- **Directions for this task**: Write out the passage on Jesus's spiritual maturity word for word, from "His expectations matched" to "their higher meaning.".

- **Document passage**:
TMOC: Why Did He Do That?

We absorb God’s truth via His Spirit’s Presence in our souls. As one might expect, you learn the answers to your own soul’s questions. When it comes time to teach and share that truth, you need to know what questions you can answer for other souls. Our greatest hope in sharing God’s truth is hearing good questions, and I got some great queries by email.

Jesus the man was a unique individual, if for no other reason He grew up not needing that spiritual breakthrough plaguing the rest of humanity. He was fully spiritually alive from birth, and was fully integrated very early in His life. A primary manifestation of such would be a powerful maturity. Not our Western sense of what is mature, but in His own Hebrew sense He would have been way ahead of other men. He didn’t suffer less than others, in the sense He passed through the common lot of humanity. However, He didn’t need three decades of internal maturation to know what He should expect from this fallen world. He suffered none of our delusions about the nature of things, and He was particularly sensitive to the moral fabric of Creation. All His suffering was legitimate, and He used what His Father provided to face it.

His expectations matched reality. That reality is revealed to varying degrees, in varying ways, by previous revelation. You can’t get that understanding any other way, and Jesus studied the Scriptures of His people without the blinders. It’s one thing to absorb the symbols of human communication; it’s quite another to seize their higher meaning.

[Items from a data source]
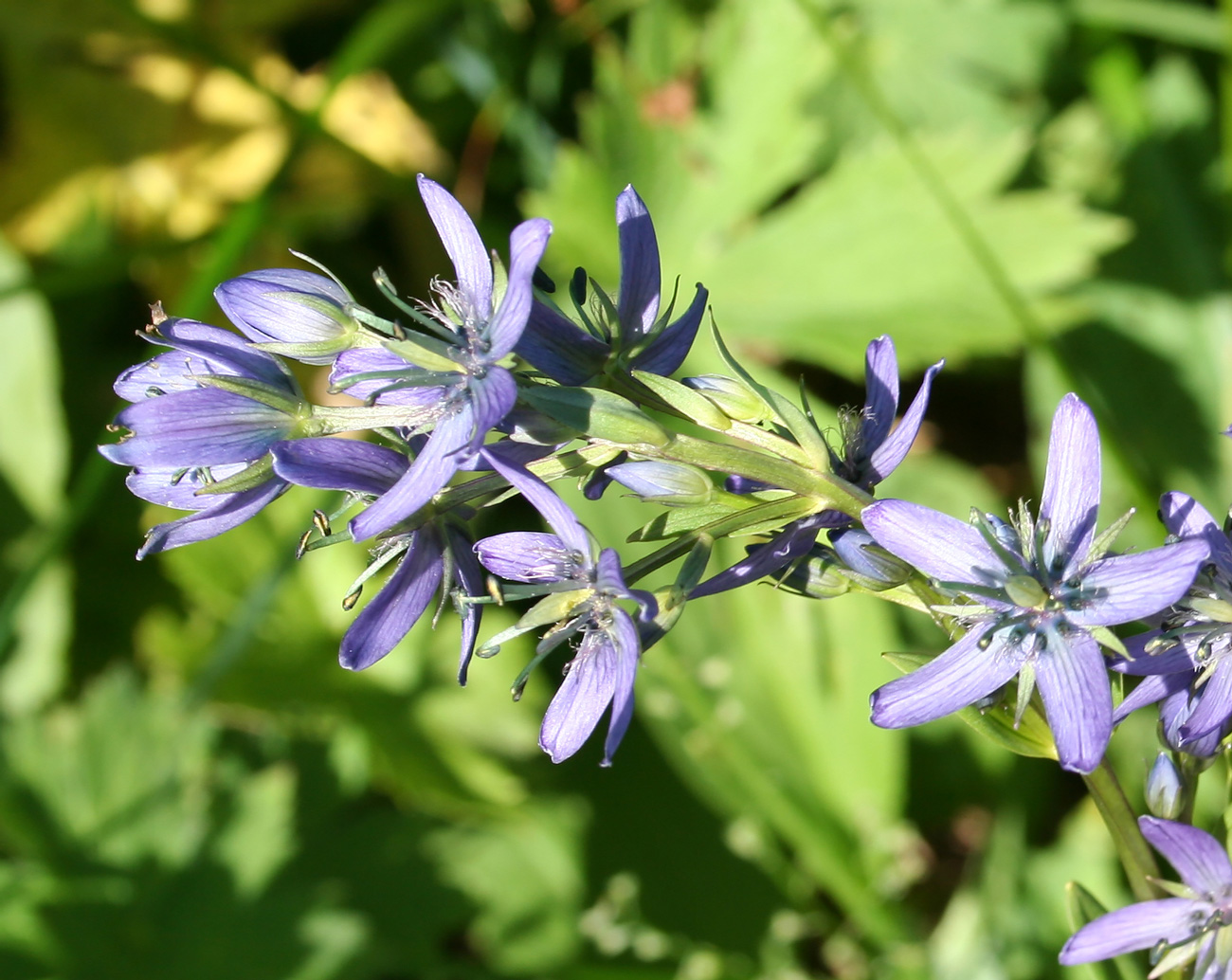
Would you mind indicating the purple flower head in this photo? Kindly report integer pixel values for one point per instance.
(189, 490)
(1190, 927)
(204, 412)
(1187, 662)
(1036, 590)
(434, 557)
(208, 401)
(469, 390)
(632, 332)
(582, 593)
(291, 312)
(871, 449)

- **The answer**:
His expectations matched reality. That reality is revealed to varying degrees, in varying ways, by previous revelation. You can’t get that understanding any other way, and Jesus studied the Scriptures of His people without the blinders. It’s one thing to absorb the symbols of human communication; it’s quite another to seize their higher meaning.